> [Task goal]:
Type the entries again, word for word.

> [Records drawn from a dataset]:
* * * * *
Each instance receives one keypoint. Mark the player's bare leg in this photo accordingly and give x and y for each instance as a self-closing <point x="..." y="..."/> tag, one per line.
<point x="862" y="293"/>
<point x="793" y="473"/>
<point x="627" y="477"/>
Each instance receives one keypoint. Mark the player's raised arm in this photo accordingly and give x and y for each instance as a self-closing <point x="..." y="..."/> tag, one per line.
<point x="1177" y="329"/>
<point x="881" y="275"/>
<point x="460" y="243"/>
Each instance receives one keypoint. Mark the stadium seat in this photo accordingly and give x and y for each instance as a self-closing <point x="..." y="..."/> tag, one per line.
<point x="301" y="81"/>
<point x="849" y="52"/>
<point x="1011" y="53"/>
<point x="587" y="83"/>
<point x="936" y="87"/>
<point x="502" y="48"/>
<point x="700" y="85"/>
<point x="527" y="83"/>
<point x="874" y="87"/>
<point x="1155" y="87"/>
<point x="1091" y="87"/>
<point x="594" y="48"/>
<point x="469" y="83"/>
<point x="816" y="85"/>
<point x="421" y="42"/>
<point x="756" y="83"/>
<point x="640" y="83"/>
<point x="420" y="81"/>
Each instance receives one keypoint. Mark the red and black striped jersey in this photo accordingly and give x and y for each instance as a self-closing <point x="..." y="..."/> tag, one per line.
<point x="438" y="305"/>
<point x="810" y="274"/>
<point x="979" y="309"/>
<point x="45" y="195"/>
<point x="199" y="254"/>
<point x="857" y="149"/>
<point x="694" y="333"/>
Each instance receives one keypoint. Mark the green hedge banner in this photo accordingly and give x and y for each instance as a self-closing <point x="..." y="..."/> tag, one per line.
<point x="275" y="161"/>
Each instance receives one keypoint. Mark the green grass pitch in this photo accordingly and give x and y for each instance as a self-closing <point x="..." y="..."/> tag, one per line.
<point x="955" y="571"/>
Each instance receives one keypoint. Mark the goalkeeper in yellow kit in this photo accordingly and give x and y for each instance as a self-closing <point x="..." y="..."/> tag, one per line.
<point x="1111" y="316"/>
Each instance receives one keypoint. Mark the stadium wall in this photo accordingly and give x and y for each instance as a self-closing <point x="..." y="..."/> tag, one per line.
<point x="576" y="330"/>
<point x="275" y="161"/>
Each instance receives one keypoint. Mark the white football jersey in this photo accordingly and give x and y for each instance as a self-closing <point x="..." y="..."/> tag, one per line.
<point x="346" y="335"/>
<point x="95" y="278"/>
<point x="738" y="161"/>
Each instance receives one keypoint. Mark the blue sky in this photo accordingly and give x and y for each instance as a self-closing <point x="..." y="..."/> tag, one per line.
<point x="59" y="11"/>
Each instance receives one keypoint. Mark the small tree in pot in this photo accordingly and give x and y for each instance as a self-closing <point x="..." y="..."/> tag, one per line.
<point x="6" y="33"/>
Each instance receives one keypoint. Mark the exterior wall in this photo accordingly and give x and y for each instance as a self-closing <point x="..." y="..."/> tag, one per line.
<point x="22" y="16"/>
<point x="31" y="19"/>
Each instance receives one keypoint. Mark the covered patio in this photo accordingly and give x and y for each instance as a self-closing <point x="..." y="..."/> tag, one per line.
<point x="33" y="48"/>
* * * * *
> [Output below]:
Each instance receives one keypoint. Mark the player's bare leg in this photo accordingly and give x and y for each instance as a self-closing <point x="..." y="..."/> tag, one per line.
<point x="862" y="293"/>
<point x="793" y="473"/>
<point x="627" y="477"/>
Each instance receives one keypoint. Mark the player's raised arm in this photo accordingly and give x and y for each instance as a self-closing <point x="..." y="..."/> tag, one per line.
<point x="1177" y="329"/>
<point x="881" y="275"/>
<point x="460" y="243"/>
Each instance receives one keypoint. Mark the stadium seat in this photo accordingly and give x and y for each instance as a self-closing <point x="..." y="..."/> tag, one per line.
<point x="301" y="81"/>
<point x="849" y="52"/>
<point x="1011" y="53"/>
<point x="587" y="83"/>
<point x="936" y="87"/>
<point x="502" y="48"/>
<point x="700" y="85"/>
<point x="527" y="83"/>
<point x="874" y="87"/>
<point x="1155" y="87"/>
<point x="1091" y="87"/>
<point x="594" y="48"/>
<point x="469" y="83"/>
<point x="816" y="85"/>
<point x="421" y="42"/>
<point x="756" y="83"/>
<point x="640" y="83"/>
<point x="420" y="81"/>
Each instance receives one keypoint. Mark the red and black striped jersey in this photo accordingly and give x and y for each instance as a self-closing <point x="..." y="..."/> tag, one per line.
<point x="438" y="305"/>
<point x="810" y="274"/>
<point x="979" y="309"/>
<point x="45" y="195"/>
<point x="199" y="254"/>
<point x="857" y="149"/>
<point x="694" y="333"/>
Each instance receives one keypoint. Mark the green hedge banner in this photo accordingly and give x and y for each instance as a self-closing <point x="..." y="..."/> tag, one per line.
<point x="275" y="161"/>
Each instance receives one keypoint. Mark the green grass pitch in this photo accordingly and give x and y for each instance as a self-closing <point x="..." y="..."/> tag, one per line.
<point x="955" y="571"/>
Each instance receives one keypoint. Mark the goalkeeper in yellow kit in this photo accordingly and give x and y for each instance as a self-closing <point x="..." y="..."/> tag, one per line.
<point x="1111" y="316"/>
Each instance receives one keypoint. Mark the stadium wall in this photo accordingly and give x and y for each instance as a self-closing <point x="..." y="..."/> tag, one per line.
<point x="576" y="330"/>
<point x="275" y="161"/>
Each instance receives one keypoint. Mark the white football jersey in this photo accordingly and give x and y for each instance as a self-closing <point x="..." y="..."/> tag, one per line.
<point x="346" y="335"/>
<point x="95" y="278"/>
<point x="738" y="161"/>
Each instance receives one keypoint. Mark the blue sky in this photo accordingly and give x and y for each instance as a self-closing <point x="..." y="..."/> tag, one per line.
<point x="59" y="11"/>
Each instance receives one keypoint. Mark the small tree in pot in this photo accordingly and give x and y for each instance as a self-closing <point x="..." y="..."/> tag, one per line.
<point x="6" y="33"/>
Each instance receives one keypoint. Mark the exterior wall in this photo accordingly and give x and y for each instance as a self-closing <point x="..." y="..."/> tag, one per line.
<point x="22" y="16"/>
<point x="31" y="19"/>
Each instance receives one keypoint. Mark the covered patio in this photo accordingly and give x and y for each instance as a self-closing <point x="..." y="..."/> tag, one per line.
<point x="33" y="48"/>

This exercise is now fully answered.